(課題文):

駅前糸脈

町医者をしながら世の中最前線の動きを感知、駅前から所見を発信。

医療から無駄を省く

2009年08月25日 | 医療
 商品販売経営の知識に欠けるので売り上げに対してどの程度の宣伝費が妥当なのか詳しくない。当然費用対効果を考えて宣伝していると思うのだが、仕事で接する製薬メーカのやり方にはかなり疑問を持っている。
 医者は何とかして効能の優れた薬を選んで使いたいと願っているのだが、同一系統薬剤では、どの薬が優れているかはっきりしたデータがない。僅かな違いはあっても優劣は付けがたいのだ。そのため、熾烈な販売競争が展開され、製薬メーカーのMR(営業)は高級な総天然色高級紙のパンフレットを何種類も持参する。ところがその半分以上が読まれないで捨てられているのが現実だ。一瞥で捨てられるのを含めれば、9割近いと思う、本当に勿体ない。
 なぜ捨てられるのか、それは書いてある内容が客観的な部分は何時でもどこでも入手可能な薬剤情報であり、宣伝の部分は自社製品の優越性を喧伝しているばかりだからだ。
 いつもご馳走になっているのに問題にして申し訳ないが、薬品メーカー主催の勉強会は華美に過ぎる。一流ホテルで豪華なバイキング料理付き、場合によっては講師だけでなく受講者の足代宿泊代さえ支払っている。勿論、それで印刷、ホテルやタクシー業界は潤うのだろうが、単純な町医者はその資金を削って薬を安くできないものかと思う。三十年前に比べればかなり質素?!になったので、もっと規制をすれば、華美な宣伝は抑えられるはずだ。勿論それには受ける側(医師)の感覚を是正する必要もあるのだが。
 もっと重大なことはこの問題の根幹に関わる薬価(薬の値段)決定の機構にメスを入れることだ。これは厚生省が主導で決めているのだが、そのメカニズムは霞の中で不明だ。もっと有体に言えば薬に限らず医療費全体が官の統制下にある。勿論、官が単独で決めるわけではなく業界との折衝があるわけだが、闇とは言わなくても濃い霞の中で決められている。此処を叩けば莫大な無駄が省ける。無駄という言い方は語弊があり、それによって潤っている人々が居るわけだから既得権の打破という発想の転換を図ることと言い換えよう。
 政権交代のもたらす効果は既得権益の打破にある。既得権は5年から10年でその資格があるかを洗い直す必要があり、権利を持つ者は常にどれだけ社会に貢献したかを問われなければならない。昔はこんなことを言うと仲間のはずの医師会員に睨まれたが、今なら大丈夫だろう。私は町医者の診療費を5%削っても今のレベルの診療を保つことは十分出来ると考えている。

(設問内容):
課題文のうち「いつもご馳走になっているのに」で始まる段落を、主な事実を残したまま箇条書きで簡潔にまとめてください。

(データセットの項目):
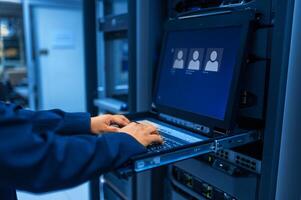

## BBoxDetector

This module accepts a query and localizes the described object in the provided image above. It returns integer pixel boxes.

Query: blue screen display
[155,26,242,120]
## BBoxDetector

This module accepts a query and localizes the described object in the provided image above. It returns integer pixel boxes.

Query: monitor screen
[155,26,242,120]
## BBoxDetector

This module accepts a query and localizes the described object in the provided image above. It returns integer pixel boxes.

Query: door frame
[22,0,82,110]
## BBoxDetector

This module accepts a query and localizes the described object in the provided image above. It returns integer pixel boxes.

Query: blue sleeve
[15,106,91,135]
[0,103,145,192]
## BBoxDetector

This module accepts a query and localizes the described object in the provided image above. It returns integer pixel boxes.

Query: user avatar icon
[205,51,219,72]
[188,50,201,70]
[173,50,184,69]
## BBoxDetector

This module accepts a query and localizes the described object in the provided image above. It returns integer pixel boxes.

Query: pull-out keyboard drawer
[116,111,261,177]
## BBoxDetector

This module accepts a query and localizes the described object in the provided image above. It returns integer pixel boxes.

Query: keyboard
[147,133,181,153]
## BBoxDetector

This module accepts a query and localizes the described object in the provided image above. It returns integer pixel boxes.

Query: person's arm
[0,103,150,192]
[18,105,92,135]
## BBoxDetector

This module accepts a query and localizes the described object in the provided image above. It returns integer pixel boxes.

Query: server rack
[83,0,295,199]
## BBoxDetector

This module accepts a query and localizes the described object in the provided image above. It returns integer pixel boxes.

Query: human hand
[119,122,163,146]
[91,114,130,134]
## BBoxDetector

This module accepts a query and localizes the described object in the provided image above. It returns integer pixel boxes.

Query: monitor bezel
[153,10,255,130]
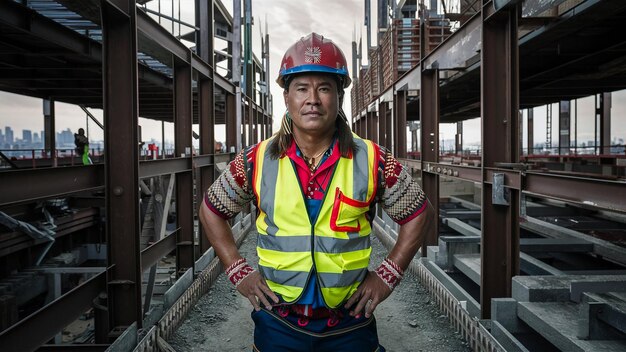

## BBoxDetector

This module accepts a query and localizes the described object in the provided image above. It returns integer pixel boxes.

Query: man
[74,128,91,165]
[200,33,432,352]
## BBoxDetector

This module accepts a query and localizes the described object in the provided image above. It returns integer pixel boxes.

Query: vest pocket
[330,187,370,232]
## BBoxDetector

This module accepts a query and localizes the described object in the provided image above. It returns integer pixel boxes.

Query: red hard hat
[276,33,352,88]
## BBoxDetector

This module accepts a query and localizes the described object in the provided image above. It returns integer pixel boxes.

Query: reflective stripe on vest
[252,136,378,308]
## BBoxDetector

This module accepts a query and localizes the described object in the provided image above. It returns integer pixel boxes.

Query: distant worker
[200,33,436,352]
[74,128,92,165]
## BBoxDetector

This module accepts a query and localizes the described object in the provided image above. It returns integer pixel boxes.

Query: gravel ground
[168,232,471,352]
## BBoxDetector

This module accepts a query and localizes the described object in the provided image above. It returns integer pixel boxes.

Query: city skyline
[0,0,626,153]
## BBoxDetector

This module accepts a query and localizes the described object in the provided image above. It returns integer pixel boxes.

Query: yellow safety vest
[252,136,378,308]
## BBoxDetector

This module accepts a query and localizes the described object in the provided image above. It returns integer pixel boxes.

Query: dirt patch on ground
[168,232,471,352]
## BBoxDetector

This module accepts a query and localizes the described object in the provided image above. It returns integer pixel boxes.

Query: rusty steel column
[480,2,520,319]
[42,99,57,166]
[376,101,388,147]
[385,103,396,151]
[238,99,249,148]
[526,108,535,155]
[454,121,463,155]
[102,0,143,332]
[559,100,572,155]
[393,90,407,158]
[596,93,611,154]
[224,92,238,153]
[195,0,215,253]
[174,60,195,275]
[367,111,380,143]
[420,70,439,257]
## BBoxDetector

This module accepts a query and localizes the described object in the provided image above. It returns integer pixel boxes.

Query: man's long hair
[268,79,356,159]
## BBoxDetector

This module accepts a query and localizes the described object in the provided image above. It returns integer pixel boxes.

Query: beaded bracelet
[226,258,255,287]
[376,258,404,291]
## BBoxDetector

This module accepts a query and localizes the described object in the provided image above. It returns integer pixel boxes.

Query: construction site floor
[168,232,471,352]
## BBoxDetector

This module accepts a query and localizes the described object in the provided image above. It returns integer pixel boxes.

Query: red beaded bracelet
[376,258,404,291]
[226,258,254,287]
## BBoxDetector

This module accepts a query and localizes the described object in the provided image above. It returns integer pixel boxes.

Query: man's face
[283,73,339,135]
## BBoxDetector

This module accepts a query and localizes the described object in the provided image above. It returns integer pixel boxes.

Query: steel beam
[480,0,520,319]
[420,66,439,257]
[377,101,388,147]
[0,165,104,206]
[174,61,195,275]
[0,1,102,61]
[136,11,191,63]
[421,15,483,70]
[139,156,193,178]
[0,273,106,352]
[102,0,143,337]
[37,344,111,352]
[524,172,626,213]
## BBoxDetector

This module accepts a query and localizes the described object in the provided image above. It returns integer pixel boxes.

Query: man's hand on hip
[237,271,279,311]
[344,271,391,318]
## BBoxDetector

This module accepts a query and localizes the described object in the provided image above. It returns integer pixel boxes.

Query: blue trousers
[252,309,385,352]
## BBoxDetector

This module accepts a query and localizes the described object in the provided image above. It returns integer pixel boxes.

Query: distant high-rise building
[4,126,13,144]
[22,130,33,144]
[56,128,74,148]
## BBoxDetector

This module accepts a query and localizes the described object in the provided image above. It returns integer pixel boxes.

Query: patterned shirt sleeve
[378,147,428,225]
[204,146,256,219]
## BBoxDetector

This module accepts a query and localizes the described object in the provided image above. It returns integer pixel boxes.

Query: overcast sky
[0,0,626,148]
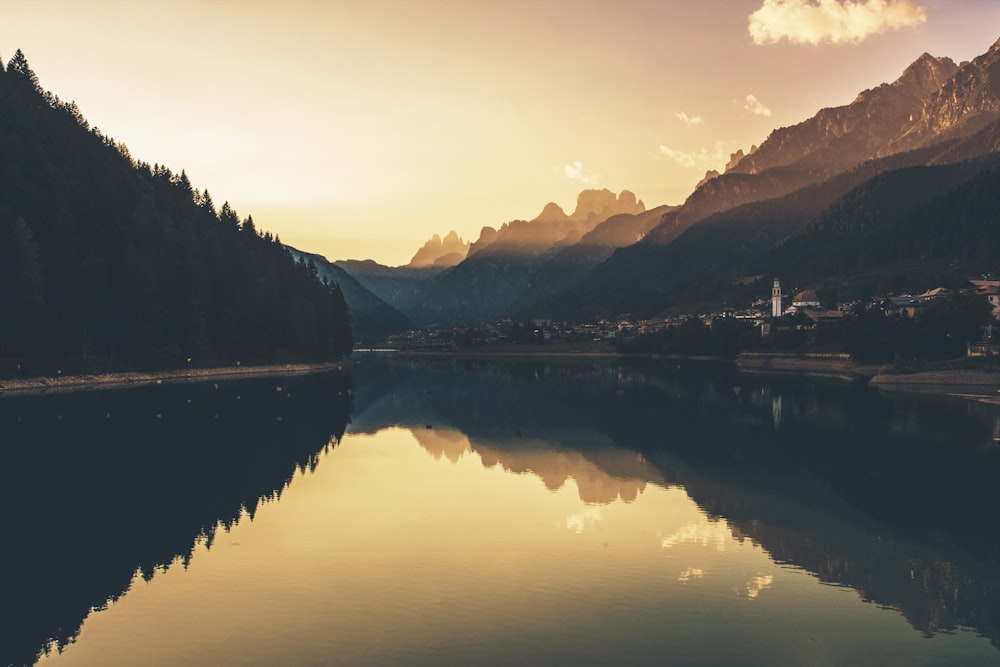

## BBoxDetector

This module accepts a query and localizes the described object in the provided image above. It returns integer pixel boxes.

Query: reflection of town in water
[0,355,1000,665]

(解答):
- 製薬メーカー主催の勉強会は華美に過ぎる。
- 一流ホテルで豪華なバイキング料理が付く。場合によっては講師だけでなく受講者の足代や宿泊代まで支払われている。
- それにより印刷、ホテル、タクシー業界は潤うが、その資金を削って薬を安くできないかと考えられる。
- 三十年前に比べればかなり質素になったので、さらに規制すれば華美な宣伝は抑えられるはずである。
- そのためには、受ける側である医師の感覚を是正する必要もある。